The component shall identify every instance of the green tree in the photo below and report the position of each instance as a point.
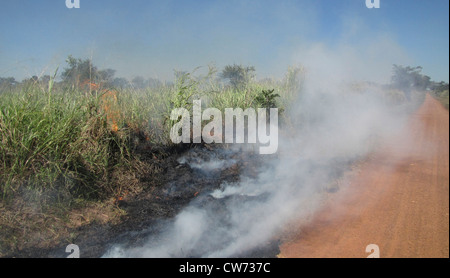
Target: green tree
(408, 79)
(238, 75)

--

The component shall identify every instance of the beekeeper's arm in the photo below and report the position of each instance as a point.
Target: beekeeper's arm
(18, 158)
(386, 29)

* * *

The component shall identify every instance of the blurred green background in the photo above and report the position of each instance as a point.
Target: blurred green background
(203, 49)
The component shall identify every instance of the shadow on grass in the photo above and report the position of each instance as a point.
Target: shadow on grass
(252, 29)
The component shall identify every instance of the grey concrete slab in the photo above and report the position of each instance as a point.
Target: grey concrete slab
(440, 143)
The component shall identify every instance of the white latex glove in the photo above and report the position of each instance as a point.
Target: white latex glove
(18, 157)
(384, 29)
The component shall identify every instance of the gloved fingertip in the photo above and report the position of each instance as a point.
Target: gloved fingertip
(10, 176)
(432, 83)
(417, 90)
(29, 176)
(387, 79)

| YOUR GOAL |
Referring to the material above, set down exactly the lines between the line with "The component shall identify every instance of the shadow" and the line with "The component shall identify every instance of the gloved", inclusive, and no other lines.

| RESPONSE |
The component shall identify every instance of the shadow on grass in the photo above and report the position of each instance as a point.
Target: shadow on grass
(252, 29)
The component shall identify every instance of the grey concrete slab in the photo above and report the position of each instance as a point.
Target: grey concrete slab
(440, 143)
The component shall identify every instance of the white latex glove in the photo above and report the position of each instance as a point.
Target: white latex glove
(18, 157)
(384, 29)
The component shall identify every instance of the gloved fingertip in the photo above and report the position of each instance as a point.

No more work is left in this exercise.